_Data shown_
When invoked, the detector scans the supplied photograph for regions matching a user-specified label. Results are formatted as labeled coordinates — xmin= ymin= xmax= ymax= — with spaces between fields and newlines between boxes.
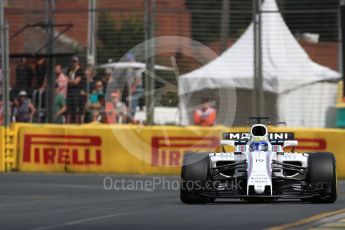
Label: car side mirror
xmin=283 ymin=140 xmax=298 ymax=149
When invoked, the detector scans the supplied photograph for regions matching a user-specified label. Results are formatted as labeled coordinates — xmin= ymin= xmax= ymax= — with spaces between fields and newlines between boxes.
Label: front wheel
xmin=180 ymin=153 xmax=210 ymax=204
xmin=307 ymin=152 xmax=338 ymax=203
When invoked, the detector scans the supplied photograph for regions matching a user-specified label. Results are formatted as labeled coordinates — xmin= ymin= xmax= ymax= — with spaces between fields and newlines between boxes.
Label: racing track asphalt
xmin=0 ymin=173 xmax=345 ymax=230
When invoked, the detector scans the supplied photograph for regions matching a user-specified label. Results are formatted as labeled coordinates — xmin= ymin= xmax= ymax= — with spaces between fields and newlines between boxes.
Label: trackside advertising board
xmin=15 ymin=124 xmax=345 ymax=177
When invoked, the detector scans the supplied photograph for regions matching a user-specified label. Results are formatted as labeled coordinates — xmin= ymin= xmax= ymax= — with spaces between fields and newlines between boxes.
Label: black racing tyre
xmin=180 ymin=153 xmax=210 ymax=204
xmin=307 ymin=152 xmax=338 ymax=203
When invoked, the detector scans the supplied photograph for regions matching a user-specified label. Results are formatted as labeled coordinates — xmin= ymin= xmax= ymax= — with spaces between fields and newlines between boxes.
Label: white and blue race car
xmin=180 ymin=117 xmax=337 ymax=203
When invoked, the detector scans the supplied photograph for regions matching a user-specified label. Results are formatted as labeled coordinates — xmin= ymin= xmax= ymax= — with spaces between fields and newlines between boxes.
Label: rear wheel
xmin=307 ymin=152 xmax=337 ymax=203
xmin=180 ymin=153 xmax=212 ymax=204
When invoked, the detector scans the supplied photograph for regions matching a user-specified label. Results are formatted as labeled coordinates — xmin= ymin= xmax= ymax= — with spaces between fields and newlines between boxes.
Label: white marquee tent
xmin=179 ymin=0 xmax=340 ymax=127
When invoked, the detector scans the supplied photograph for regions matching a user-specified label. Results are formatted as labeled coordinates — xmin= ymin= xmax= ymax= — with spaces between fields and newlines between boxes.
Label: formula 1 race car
xmin=180 ymin=117 xmax=337 ymax=203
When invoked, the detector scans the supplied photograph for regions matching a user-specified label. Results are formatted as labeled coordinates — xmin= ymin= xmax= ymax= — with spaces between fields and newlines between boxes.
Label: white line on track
xmin=32 ymin=213 xmax=131 ymax=230
xmin=20 ymin=183 xmax=104 ymax=190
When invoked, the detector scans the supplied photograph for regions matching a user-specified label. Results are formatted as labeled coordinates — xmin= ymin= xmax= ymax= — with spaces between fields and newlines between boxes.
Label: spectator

_Your goal_
Extract the entire listing above verbatim, leaving out the pictures.

_Written solution_
When invoked, the detector scans the supplied photograph for regions matching a user-specified label. Results are formatted as labeled coordinates — xmin= ymin= xmax= ymax= — with spaces between fields and newlines between boxes.
Label: car side mirror
xmin=283 ymin=140 xmax=298 ymax=149
When invoked, the detector scans the supplied photograph for regions matching a user-specified label. Results are formatted as labeled coordinates — xmin= ymin= xmax= ymax= — with spaces between fields and newlines between boxes.
Label: front wheel
xmin=180 ymin=153 xmax=210 ymax=204
xmin=307 ymin=152 xmax=338 ymax=203
When invoked, the detector scans the supplied photograph for regions matching a user-specified label. Results are formatted as labeled coordinates — xmin= ymin= xmax= ymax= — with spaces between fields and newlines between boxes.
Label: racing track asphalt
xmin=0 ymin=173 xmax=345 ymax=230
When invoked, the detector scans the supplied photograph for regions matching a user-specified label. Results are formatted as labeled coordinates — xmin= ymin= xmax= ymax= — with spaces between fields and newlines between boxes.
Label: trackside advertising board
xmin=15 ymin=124 xmax=345 ymax=177
When invoked, the detector scans the supplied photograph for regions matching a user-specified label. Results are formatted as labeled coordinates — xmin= ymin= xmax= ymax= — with spaces between fields and newlines between boxes.
Label: black racing tyre
xmin=180 ymin=153 xmax=210 ymax=204
xmin=307 ymin=152 xmax=338 ymax=203
When invoked, the detector scans the supplied photograph for regions matching a user-specified label. Results are formatted as labeled coordinates — xmin= ymin= xmax= ymax= — with spaces between fields and newlines between boxes.
Label: white and blue race car
xmin=180 ymin=117 xmax=337 ymax=203
When invoked, the detector scans the supplied photograph for regions matching a user-specified label. Results are formatted as labeled coordinates — xmin= ymin= xmax= ymax= — with spaces between fields and newlines between boxes.
Label: rear wheel
xmin=307 ymin=152 xmax=337 ymax=203
xmin=180 ymin=153 xmax=212 ymax=204
When invoked, the detector scans the supplied photograph for regions matching a user-specified label. Results are formatted as labeled coordinates — xmin= ymin= xmax= ymax= — with spaces between fields and newlines between boxes.
Label: white marquee tent
xmin=179 ymin=0 xmax=340 ymax=127
When invoked, the detector scans the supplied photograph for regions matching a user-specified label. Results are formatted as labeled coordinates — xmin= ymin= xmax= ymax= — with spaces between fields and newlines between boxes.
Label: formula 1 race car
xmin=180 ymin=117 xmax=337 ymax=203
When invoked, the detector scans the supplied photograph for regions matching a user-specified label. Results are formatted as labeled coordinates — xmin= ymin= xmax= ymax= — with spaces between fields and newlines between boxes.
Label: white line on track
xmin=32 ymin=213 xmax=131 ymax=230
xmin=20 ymin=183 xmax=104 ymax=190
When invoked, the detector scans the supplied photograph for regions matching a user-specified label. Results are formatted as labeled coordinates — xmin= ymin= xmax= ymax= — with spaces between fields and newlines between boxes.
Label: spectator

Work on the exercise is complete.